» **Texto proporcionado**:

# Relé discreto dos pines



## luisvc91 (Nov 29, 2011)

Hola gente.
Quiero hacer un rele discreto con dos terminales unicamente.
Mi moto tiene un rele con dos terminales y quiero sustituirlo por un rele discreto hecho por mi con un 555 (el diseño del 555 se como hacerlo)
Concretamente es el rele de intermitencia. Si lo sustituyo por el mio podre regular la frecuencia.
La duda surge en que normalmente haria falta tres terminales en el circuito: Entrada VCC, Salida y GND, pero el que necesito fabricar solo podria tener dos terminales.
Y si alguien puede explicar como funciona (y adjuntar el esquematico si es posible) un rele de dos pines se lo agradezco.
Saludos


----------



## DOSMETROS (Nov 29, 2011)

El relé de dos patas tiene una resistencia en serie con un interruptor bimetálico.

Además la resistencia está adosada al bimetálico.

Cuando circula corriente (porque pusiste el guiño)  la lámpara se enciende y la resistencia se calienta , a su vez calienta al bimetálico , éste se curva y abre el interruptor , la luz se apaga. Luego de un instante todo se enfria y vuelve a conectar. . .  y así sucesivamente.

Lo veo demasiado verde para hacerlo con un 555 y solo dos patas 

Saludos !


----------



## luisvc91 (Nov 29, 2011)

Gracias por responder!
Entonces, sabrias decir algun circuito similar al 555 para hacerlo de modo que yo regule la frecuencia?
Saludos!


----------



## biker2k3 (Nov 29, 2011)

» **Datos suministrados**:
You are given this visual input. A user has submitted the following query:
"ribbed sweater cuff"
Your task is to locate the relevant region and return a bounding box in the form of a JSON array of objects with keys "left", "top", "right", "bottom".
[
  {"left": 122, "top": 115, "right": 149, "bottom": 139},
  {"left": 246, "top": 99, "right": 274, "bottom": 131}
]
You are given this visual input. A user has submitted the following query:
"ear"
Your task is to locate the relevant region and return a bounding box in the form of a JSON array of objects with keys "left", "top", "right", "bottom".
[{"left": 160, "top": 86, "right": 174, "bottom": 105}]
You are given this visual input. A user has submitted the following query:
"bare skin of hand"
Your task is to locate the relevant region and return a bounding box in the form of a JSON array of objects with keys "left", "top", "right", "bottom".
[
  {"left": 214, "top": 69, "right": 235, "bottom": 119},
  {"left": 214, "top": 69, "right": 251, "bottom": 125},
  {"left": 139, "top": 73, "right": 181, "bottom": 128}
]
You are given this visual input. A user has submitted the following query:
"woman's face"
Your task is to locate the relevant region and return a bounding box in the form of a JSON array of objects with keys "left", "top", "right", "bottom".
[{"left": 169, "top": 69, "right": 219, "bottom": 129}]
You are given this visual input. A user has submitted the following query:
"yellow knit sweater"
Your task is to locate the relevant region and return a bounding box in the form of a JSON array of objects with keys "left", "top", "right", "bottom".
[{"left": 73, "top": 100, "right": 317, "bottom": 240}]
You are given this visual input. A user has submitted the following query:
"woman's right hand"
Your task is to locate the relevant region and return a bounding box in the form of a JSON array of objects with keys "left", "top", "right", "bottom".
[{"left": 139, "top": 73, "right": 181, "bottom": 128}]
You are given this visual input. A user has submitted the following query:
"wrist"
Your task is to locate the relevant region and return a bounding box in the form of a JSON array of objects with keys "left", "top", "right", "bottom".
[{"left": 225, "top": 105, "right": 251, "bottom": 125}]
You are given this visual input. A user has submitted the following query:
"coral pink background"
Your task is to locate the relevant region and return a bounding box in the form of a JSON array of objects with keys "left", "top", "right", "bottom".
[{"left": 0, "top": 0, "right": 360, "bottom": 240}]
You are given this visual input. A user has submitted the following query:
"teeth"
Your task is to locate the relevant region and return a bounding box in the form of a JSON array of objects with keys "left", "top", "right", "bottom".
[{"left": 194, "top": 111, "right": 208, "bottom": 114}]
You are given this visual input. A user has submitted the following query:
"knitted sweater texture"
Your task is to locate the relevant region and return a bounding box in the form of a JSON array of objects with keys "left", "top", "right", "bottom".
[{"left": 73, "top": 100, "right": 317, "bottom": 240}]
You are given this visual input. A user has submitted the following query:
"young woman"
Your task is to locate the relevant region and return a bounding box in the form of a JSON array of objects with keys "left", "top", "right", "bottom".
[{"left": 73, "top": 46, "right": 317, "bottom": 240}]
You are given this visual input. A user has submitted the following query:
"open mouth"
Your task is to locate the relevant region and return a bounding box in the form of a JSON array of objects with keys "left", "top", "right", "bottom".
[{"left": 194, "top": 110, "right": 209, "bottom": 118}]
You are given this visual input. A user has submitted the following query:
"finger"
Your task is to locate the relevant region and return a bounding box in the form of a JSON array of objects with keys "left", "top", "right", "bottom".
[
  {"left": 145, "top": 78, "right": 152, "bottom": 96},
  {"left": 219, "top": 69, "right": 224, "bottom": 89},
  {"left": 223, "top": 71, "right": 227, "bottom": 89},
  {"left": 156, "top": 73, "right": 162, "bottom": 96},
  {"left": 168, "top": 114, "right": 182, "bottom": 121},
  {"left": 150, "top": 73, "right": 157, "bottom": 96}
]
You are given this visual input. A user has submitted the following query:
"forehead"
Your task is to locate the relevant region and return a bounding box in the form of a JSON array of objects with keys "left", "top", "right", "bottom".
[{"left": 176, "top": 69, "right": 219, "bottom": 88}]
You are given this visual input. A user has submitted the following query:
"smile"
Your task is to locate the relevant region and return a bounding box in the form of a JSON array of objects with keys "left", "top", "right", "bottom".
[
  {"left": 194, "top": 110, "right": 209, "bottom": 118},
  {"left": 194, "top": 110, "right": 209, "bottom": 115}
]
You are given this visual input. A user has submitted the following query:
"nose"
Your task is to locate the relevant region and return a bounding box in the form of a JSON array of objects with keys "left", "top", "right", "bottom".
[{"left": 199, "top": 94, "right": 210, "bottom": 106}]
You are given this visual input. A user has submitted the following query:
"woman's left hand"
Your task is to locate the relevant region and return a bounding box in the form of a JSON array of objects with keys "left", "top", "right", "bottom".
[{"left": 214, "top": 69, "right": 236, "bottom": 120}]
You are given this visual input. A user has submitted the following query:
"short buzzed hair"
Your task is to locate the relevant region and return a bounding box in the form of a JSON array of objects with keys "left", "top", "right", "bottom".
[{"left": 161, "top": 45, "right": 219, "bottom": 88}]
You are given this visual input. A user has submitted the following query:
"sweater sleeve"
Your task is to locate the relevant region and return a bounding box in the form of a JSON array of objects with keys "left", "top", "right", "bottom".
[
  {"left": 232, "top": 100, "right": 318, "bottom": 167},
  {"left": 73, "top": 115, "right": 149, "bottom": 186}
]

» **Consignas**:
A – Transcribe literalmente el pasaje del hilo sobre el relé de intermitencia desde "La duda surge" hasta "un interruptor bimetálico.".
B – En el hilo sobre el relé de intermitencia, ¿qué elemento va en serie con la resistencia dentro del relé de dos patas?
C – Prolonga el hilo del foro sobre el relé de intermitencia a partir del punto en que termina.

» **Respuestas del ejercicio**:
A –
La duda surge en que normalmente haria falta tres terminales en el circuito: Entrada VCC, Salida y GND, pero el que necesito fabricar solo podria tener dos terminales.
Y si alguien puede explicar como funciona (y adjuntar el esquematico si es posible) un rele de dos pines se lo agradezco.
Saludos


----------



## DOSMETROS (Nov 29, 2011)

El relé de dos patas tiene una resistencia en serie con un interruptor bimetálico.

B – Un interruptor bimetálico.

C –
Mira creo que el rele de la moto va en serie y es tipo las lamparas intermitentes de los arbolitos de navidad el funcionamiento. No se bien como se podria hacer para que funcione bien ese circuito en serie..


----------



## luisvc91 (Nov 29, 2011)

Ya, el problema ahora es hacer un circuito electronico que emule al bimetal del rele electromecanico.......
Que por cierto no tengo ni idea....
Saludoss


----------



## fernandob (Nov 29, 2011)

re-papa, pense que seria dificil.
pero no .....rompete vos un poco , aca la cosa no es asi ......


----------



## biker2k3 (Nov 30, 2011)

Busca o calcula un circuito con el 555 que ni bien se alimente este por ej medio segundo la salida en "cero" y luego pase a "1" y active un rele que puentee la alimentacion, ahora el tema es como hacer que el rele se quede activado medio segundo cuando le puenteaste la alimentacion al 555 y se queda sin corriente. Por ahi poniendo un capacitor en la alimentacion del 555 con un diodo antes.


----------



## fernandob (Nov 30, 2011)

esa es la forma, el tiempo de "rele activo " dependera solo de el Cf (C de la fuente ) .
 a menso que lo sobredimensiones tanto que dependa de el oscilador .


----------



## luisvc91 (Nov 30, 2011)

Si os digo la verdad, no entendi muy bien lo que me habeis dicho....


----------



## aporfirio (Mar 14, 2012)

Aqui tienes uno que hice yo que funciona perfecto. La pata izquierda va a +12, la de abajo a 0v y la derecha a la carga. No es afectado por la carga, puedes usar leds o lamparas incandescentes, cualquier cosa. Funciona. Saludos


----------



## biker2k3 (Mar 14, 2012)

Yo queria hacer lo mismo, la idea seria ver si se puede hacer el circuito pero que funcone en serie, solo con 2 cables, uno que entra y uno que sale, como el destellador original.


----------



## fernandob (Mar 15, 2012)

PRIMERO : si quieren hacer algo haganlo, no pidan que les diseñen el circuito.

SEGUNDO:  aca les adjunto el esquema y la explicacion:

cuando se inicia el rele esta desactivado, asi que nuestro circuito que no consume un pomo esta en serie con la carga (son solo 2 cables, los puntos redondos negros grandes) ...........la carga esta desactivada por que el circuito tiene lata impedancia .
se carga el C. de la fuente y el circuito comienza a contar un tiempo (por eso la dar alimentacion suele iniciar apagado ) .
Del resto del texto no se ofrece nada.